• **THE PROBLEM**
Could you give everything in the blog post from "Monday, September 29, 2008" down to "probably amuse me." again, swapping "princess" for "little girl"?

• **SOURCE DOCUMENT**
......

Monday, September 29, 2008

After 30 Year Silence Ken Comes Out of Closet, Scares Chics

I exhume a box of old dolls from my closet and give them to the princess. As you can imagine, she is thrilled, and immediately combines the dusty toys with her new Barbies, and accessories. Next comes the question I'm kind of dreading, because I'm busy. "Mommy, can you play Barbies with me?" I pause, looking down at my daughter, whose face is forming a frown in anticipation that I might not agree. I can remember saying the same exact words, and to this day, the names of adults who played games with me are written on my heart. I decide to put down what I'm doing and play. Besides, Readers, as I think you might guess, this game will probably amuse me.

First we dress them. Ken's clothes have to go. He's worn the same suit every day since 1980.

"Ken, these clothes won't do if you want to be a playa with the 2008 Barbies." I say.

The princess agrees, asking, "Mommy what's a 'playa'?"

......

• **SUPPLIED INFORMATION**
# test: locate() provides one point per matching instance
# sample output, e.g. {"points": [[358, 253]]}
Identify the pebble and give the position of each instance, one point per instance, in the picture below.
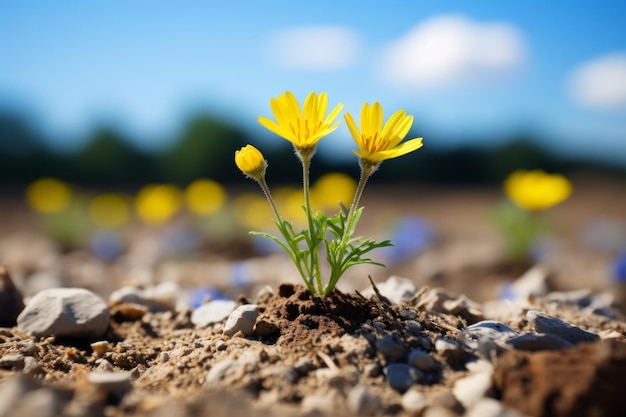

......

• **THE RESULT**
Monday, September 29, 2008

After 30 Year Silence Ken Comes Out of Closet, Scares Chics

I exhume a box of old dolls from my closet and give them to the little girl. As you can imagine, she is thrilled, and immediately combines the dusty toys with her new Barbies, and accessories. Next comes the question I'm kind of dreading, because I'm busy. "Mommy, can you play Barbies with me?" I pause, looking down at my daughter, whose face is forming a frown in anticipation that I might not agree. I can remember saying the same exact words, and to this day, the names of adults who played games with me are written on my heart. I decide to put down what I'm doing and play. Besides, Readers, as I think you might guess, this game will probably amuse me.